What to produce — Format the entries from the start through the line containing "POLYGON ((12 11, 14", inclusive, as a JSON list of strings with one string per line. Leave out blank lines.

Dataset records
-- -- --
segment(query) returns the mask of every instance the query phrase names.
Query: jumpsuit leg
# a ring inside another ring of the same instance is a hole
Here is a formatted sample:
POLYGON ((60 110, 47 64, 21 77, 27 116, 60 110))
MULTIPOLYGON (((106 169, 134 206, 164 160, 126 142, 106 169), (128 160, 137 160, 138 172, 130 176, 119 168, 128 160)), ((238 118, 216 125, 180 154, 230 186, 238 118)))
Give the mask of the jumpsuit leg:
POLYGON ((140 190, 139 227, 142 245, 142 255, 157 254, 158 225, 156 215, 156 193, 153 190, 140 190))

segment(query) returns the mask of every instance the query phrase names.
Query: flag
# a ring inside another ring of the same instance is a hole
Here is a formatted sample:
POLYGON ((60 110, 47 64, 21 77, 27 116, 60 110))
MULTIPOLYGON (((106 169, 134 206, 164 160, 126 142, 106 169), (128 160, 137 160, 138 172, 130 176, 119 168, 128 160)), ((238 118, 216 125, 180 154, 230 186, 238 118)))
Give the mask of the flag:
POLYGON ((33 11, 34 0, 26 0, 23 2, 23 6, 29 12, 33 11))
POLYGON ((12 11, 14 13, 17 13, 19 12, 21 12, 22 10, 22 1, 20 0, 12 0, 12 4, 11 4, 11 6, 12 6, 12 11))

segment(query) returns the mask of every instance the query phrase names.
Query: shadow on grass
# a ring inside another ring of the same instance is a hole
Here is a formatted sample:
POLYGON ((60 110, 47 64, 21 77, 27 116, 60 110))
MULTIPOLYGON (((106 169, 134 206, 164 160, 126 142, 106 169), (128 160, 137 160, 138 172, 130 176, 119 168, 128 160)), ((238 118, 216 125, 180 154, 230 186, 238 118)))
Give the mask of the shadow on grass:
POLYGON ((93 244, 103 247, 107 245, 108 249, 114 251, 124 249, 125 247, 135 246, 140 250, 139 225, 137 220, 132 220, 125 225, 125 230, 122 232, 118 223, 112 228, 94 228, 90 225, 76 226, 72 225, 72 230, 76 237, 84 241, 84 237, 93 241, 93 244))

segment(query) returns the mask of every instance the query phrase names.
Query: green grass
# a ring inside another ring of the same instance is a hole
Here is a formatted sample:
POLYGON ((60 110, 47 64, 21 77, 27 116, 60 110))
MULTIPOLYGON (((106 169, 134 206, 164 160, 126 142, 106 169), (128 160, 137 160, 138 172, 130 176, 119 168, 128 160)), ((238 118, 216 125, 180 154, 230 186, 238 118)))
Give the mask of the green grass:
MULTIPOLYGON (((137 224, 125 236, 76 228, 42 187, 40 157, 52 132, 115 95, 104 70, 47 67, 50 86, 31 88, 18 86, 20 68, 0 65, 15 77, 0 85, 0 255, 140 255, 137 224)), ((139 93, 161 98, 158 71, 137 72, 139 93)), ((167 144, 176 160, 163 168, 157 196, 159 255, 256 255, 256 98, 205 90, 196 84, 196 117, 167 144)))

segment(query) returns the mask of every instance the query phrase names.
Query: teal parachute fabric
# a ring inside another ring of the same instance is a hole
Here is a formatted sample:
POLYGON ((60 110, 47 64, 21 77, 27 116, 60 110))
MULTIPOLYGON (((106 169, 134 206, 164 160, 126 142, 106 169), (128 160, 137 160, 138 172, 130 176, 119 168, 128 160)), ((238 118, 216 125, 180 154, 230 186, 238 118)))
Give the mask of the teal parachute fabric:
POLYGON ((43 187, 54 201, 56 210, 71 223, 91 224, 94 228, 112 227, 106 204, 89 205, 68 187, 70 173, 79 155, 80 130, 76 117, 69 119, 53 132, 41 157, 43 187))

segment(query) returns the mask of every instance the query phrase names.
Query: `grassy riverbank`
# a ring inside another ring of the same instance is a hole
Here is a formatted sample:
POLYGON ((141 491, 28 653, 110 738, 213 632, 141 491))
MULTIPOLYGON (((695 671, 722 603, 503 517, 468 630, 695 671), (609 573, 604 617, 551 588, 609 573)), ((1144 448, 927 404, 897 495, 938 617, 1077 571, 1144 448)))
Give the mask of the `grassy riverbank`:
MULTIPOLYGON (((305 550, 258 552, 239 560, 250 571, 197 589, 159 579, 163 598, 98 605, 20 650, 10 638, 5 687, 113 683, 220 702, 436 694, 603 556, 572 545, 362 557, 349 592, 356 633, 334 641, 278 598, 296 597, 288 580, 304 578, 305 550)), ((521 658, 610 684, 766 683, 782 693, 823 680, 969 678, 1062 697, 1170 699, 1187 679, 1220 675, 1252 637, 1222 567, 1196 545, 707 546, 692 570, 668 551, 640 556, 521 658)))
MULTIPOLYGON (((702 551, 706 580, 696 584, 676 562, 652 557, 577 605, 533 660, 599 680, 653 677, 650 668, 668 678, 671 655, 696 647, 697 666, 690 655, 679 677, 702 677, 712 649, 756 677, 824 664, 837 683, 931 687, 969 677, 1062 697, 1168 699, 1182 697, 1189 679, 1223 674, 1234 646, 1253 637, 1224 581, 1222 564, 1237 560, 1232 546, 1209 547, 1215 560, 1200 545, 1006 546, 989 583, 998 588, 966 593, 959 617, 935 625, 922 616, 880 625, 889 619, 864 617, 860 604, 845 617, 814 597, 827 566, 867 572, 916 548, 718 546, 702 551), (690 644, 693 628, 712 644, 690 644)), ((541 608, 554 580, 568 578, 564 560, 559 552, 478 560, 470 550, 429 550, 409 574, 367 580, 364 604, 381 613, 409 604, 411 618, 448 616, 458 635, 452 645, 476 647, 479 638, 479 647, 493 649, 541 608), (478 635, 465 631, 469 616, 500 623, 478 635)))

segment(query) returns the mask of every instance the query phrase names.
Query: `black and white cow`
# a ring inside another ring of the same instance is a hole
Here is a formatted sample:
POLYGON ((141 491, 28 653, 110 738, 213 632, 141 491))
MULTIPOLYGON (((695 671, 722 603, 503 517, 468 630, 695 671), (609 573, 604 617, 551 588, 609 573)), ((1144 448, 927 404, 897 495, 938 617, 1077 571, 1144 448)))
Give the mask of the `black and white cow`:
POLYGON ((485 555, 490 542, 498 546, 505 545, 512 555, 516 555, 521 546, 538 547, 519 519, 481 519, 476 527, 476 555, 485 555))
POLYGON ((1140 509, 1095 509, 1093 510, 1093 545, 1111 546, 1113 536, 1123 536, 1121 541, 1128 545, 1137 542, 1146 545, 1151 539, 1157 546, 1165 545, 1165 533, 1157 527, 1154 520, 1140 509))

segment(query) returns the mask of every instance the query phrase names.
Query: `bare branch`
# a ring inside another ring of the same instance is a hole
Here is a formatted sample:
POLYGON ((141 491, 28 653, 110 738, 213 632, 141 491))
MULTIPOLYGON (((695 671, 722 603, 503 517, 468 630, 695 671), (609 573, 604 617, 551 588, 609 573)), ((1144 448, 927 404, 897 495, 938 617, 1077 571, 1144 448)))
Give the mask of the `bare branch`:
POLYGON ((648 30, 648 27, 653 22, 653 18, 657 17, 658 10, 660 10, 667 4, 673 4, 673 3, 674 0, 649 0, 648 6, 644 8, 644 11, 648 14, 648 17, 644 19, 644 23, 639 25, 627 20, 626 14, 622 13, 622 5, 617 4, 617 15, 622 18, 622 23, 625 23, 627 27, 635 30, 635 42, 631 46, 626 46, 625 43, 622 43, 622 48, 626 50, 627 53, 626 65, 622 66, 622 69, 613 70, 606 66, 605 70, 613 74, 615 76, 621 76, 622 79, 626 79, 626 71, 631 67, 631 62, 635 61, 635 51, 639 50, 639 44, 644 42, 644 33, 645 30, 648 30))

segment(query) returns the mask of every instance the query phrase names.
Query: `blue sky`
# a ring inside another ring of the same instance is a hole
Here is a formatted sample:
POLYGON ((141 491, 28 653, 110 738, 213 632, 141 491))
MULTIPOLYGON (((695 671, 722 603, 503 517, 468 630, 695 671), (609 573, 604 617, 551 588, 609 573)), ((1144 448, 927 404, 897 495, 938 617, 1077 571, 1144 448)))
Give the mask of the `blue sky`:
-- -- --
Task solution —
[
  "segment(query) returns the mask of every instance the query phrase names.",
  "Query: jumpsuit leg",
  "# a ring inside another ring of the same instance is a hole",
  "Here is a formatted sample:",
  "POLYGON ((60 110, 47 64, 21 77, 27 116, 60 110))",
  "MULTIPOLYGON (((106 169, 134 206, 164 160, 126 142, 106 169), (128 160, 137 160, 138 172, 130 176, 119 168, 128 160)), ((238 118, 216 125, 180 154, 230 186, 238 118)))",
  "Give the mask of the jumpsuit leg:",
  "POLYGON ((140 190, 139 227, 142 245, 142 255, 157 254, 158 225, 156 215, 156 193, 153 190, 140 190))",
  "segment(query) returns the mask of every instance the query phrase names.",
  "Query: flag",
  "# a ring inside another ring of the same instance is a hole",
  "Here is a formatted sample:",
  "POLYGON ((60 110, 47 64, 21 77, 27 116, 60 110))",
  "MULTIPOLYGON (((106 169, 134 206, 164 160, 126 142, 106 169), (128 160, 137 160, 138 172, 130 176, 119 168, 128 160)), ((238 118, 216 125, 180 154, 230 186, 238 118)))",
  "Give the mask of the flag:",
  "POLYGON ((33 11, 34 0, 26 0, 23 2, 23 6, 29 12, 33 11))",
  "POLYGON ((12 11, 14 13, 17 13, 19 12, 21 12, 22 10, 22 1, 20 0, 12 0, 12 4, 11 4, 11 6, 12 6, 12 11))"
]